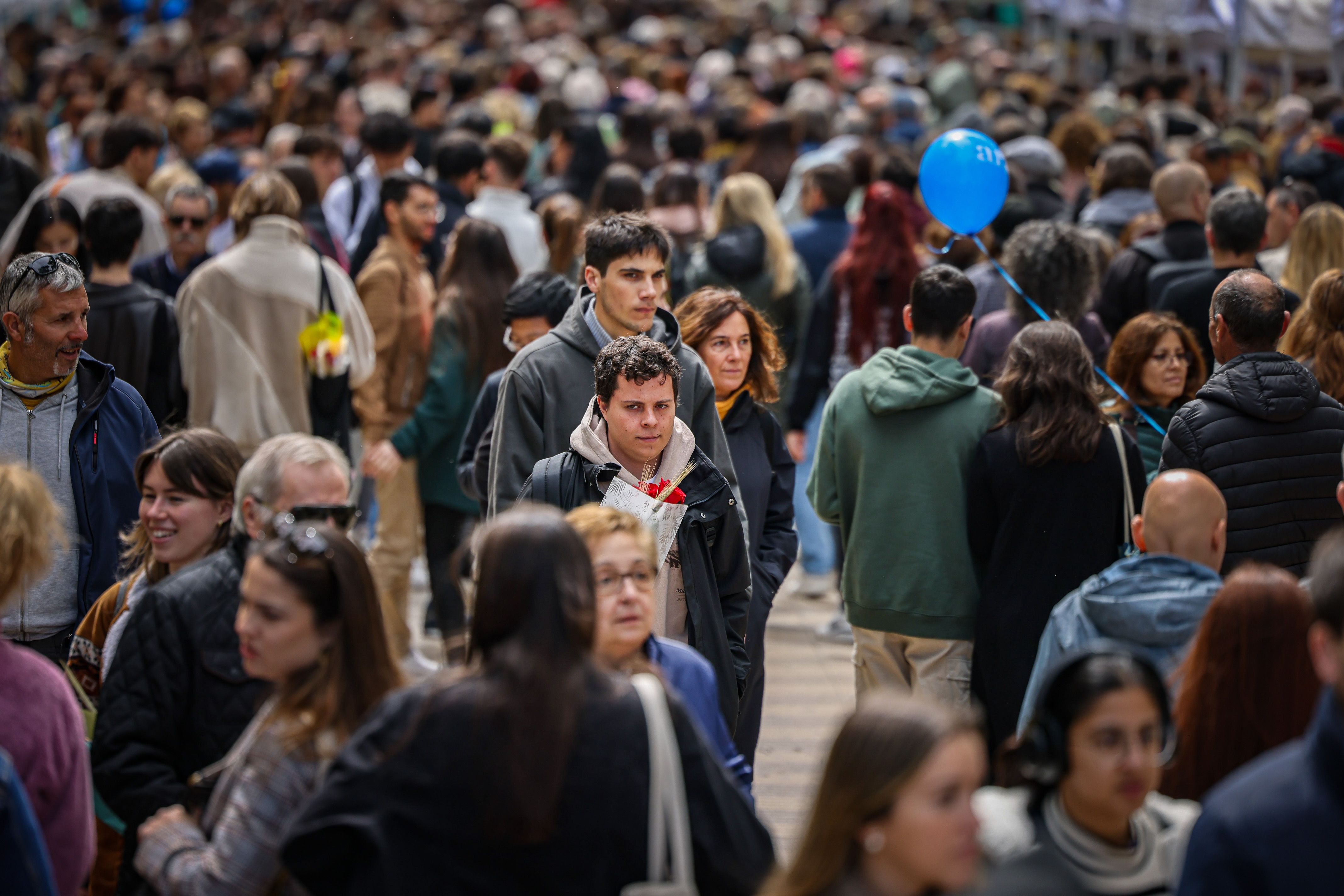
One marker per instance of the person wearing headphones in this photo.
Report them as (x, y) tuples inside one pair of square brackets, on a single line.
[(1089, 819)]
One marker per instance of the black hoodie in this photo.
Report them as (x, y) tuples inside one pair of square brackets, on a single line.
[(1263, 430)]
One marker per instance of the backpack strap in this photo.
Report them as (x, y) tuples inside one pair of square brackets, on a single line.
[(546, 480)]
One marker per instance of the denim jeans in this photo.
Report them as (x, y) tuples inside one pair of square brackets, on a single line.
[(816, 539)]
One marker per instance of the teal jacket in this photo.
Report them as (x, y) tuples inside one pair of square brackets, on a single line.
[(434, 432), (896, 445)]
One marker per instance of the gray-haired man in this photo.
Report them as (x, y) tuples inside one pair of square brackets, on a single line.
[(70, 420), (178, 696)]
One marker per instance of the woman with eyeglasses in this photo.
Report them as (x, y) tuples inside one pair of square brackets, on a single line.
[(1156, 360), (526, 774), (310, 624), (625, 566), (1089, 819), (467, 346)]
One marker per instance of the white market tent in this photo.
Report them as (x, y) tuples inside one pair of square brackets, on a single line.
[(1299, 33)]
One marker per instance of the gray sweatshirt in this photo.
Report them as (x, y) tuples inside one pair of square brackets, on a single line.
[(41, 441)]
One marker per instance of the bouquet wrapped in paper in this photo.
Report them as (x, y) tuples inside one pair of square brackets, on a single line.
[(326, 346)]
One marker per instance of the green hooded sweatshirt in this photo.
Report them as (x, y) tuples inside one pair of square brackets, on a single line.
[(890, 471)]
--
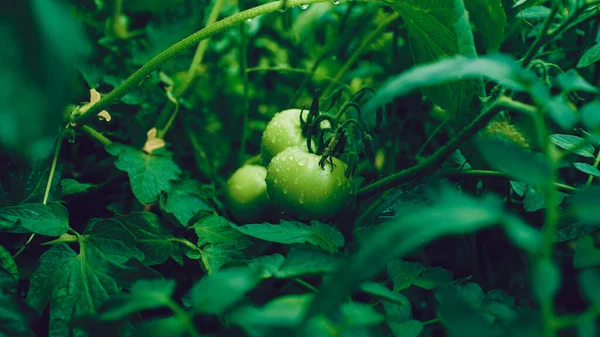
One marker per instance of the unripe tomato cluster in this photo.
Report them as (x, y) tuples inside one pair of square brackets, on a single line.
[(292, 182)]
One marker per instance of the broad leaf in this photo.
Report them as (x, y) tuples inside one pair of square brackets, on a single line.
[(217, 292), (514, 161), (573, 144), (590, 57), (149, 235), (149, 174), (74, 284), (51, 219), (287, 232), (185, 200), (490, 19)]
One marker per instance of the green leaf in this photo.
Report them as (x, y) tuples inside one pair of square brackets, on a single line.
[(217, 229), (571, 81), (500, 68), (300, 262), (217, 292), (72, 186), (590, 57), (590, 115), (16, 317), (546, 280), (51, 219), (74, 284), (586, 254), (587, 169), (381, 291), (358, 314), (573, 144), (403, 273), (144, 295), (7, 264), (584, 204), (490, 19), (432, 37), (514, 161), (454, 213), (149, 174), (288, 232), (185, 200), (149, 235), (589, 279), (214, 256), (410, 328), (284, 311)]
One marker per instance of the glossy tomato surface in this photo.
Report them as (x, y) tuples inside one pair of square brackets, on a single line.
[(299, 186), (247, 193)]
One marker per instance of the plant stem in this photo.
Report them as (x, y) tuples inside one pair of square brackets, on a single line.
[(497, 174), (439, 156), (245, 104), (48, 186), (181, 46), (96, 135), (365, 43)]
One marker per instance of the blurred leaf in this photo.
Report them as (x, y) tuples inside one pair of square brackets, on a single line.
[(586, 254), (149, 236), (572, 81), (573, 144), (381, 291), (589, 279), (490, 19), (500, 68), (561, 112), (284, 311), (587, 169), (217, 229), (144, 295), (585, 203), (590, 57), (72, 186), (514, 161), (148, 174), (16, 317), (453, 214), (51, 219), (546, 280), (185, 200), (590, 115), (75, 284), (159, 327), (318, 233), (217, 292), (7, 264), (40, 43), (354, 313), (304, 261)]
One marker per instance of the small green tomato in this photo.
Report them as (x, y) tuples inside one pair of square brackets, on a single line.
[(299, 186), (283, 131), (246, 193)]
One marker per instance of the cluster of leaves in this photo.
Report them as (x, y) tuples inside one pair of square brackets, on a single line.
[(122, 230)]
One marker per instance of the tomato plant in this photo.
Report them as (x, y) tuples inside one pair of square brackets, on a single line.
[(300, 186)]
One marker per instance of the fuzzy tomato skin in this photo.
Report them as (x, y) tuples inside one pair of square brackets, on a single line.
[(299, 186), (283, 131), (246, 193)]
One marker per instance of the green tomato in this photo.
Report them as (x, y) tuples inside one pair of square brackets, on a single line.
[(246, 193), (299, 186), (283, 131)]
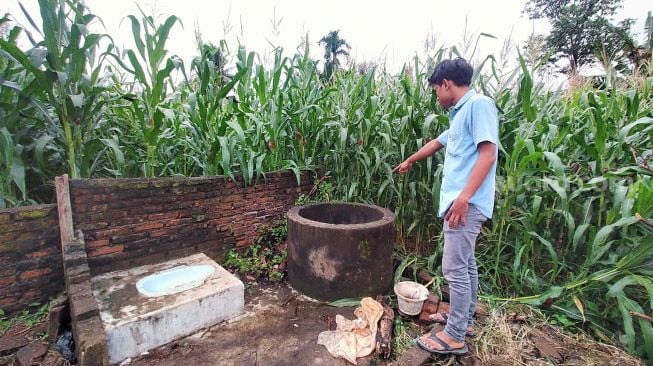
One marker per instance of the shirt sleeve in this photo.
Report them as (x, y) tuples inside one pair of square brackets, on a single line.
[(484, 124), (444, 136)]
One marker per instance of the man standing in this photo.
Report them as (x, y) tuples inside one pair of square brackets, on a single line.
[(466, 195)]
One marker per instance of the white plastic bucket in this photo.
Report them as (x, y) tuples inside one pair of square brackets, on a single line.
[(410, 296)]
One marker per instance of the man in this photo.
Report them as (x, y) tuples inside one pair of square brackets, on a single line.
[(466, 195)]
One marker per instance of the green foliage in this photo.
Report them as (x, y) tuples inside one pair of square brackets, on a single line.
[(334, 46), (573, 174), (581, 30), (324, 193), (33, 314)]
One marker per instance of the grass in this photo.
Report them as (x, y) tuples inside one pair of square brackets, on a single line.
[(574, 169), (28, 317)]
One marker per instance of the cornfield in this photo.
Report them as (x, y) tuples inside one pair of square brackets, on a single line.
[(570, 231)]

▶ [Task prompt]:
Please output as a numbered list the lines of the listing above, starting at the line that contains "One marker per instance of the plant" and ending at the line that contains "135), (365, 43)]", leaving out any blank lines.

▶ [The completed task]:
1. One marker per instance of the plant stem in this photo.
2. Report them as (x, y) tuples inside one pair of square brackets, on a single line.
3. [(497, 174), (439, 156), (245, 104), (48, 186), (181, 46), (96, 135), (365, 43)]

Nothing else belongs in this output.